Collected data
|---|
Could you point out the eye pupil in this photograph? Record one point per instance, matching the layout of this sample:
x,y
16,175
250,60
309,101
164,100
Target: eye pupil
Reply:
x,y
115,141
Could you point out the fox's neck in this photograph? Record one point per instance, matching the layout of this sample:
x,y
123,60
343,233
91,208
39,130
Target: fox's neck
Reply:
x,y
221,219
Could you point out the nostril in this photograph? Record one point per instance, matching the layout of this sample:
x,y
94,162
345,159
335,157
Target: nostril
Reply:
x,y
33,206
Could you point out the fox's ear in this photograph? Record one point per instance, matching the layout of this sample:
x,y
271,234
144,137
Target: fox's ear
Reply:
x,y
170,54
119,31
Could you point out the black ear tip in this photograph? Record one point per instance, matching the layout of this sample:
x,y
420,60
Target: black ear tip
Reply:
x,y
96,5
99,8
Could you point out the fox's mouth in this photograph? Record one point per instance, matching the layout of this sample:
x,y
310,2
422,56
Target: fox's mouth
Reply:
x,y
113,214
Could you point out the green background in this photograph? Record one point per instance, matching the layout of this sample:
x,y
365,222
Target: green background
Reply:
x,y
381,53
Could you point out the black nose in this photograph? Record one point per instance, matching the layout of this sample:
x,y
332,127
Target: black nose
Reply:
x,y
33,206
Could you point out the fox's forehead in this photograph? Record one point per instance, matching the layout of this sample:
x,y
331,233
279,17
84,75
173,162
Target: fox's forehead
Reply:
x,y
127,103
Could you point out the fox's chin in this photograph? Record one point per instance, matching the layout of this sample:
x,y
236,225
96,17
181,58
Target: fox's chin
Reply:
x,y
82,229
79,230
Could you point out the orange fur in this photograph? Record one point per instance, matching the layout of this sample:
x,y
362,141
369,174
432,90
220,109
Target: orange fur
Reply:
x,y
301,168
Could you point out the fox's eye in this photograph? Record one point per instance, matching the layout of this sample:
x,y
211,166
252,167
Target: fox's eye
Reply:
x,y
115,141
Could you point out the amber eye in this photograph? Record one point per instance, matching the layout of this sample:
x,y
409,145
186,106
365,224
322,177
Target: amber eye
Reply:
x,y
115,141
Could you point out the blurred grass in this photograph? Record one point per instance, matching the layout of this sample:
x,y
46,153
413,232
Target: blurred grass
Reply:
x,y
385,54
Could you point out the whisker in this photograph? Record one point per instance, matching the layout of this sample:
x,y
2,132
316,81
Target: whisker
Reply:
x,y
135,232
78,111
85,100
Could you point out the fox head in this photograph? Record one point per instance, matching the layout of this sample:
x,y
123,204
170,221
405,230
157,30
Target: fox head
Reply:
|---|
Aim of the task => Copy whichever lines above contain the string "black".

Solution =>
Could you point out the black ear tip in this photograph? Record one point per instance, matching the layout of this sample:
Target: black ear tip
Could you point out the black nose in this photograph? Record one point per instance, matching the layout of this sample:
Target: black nose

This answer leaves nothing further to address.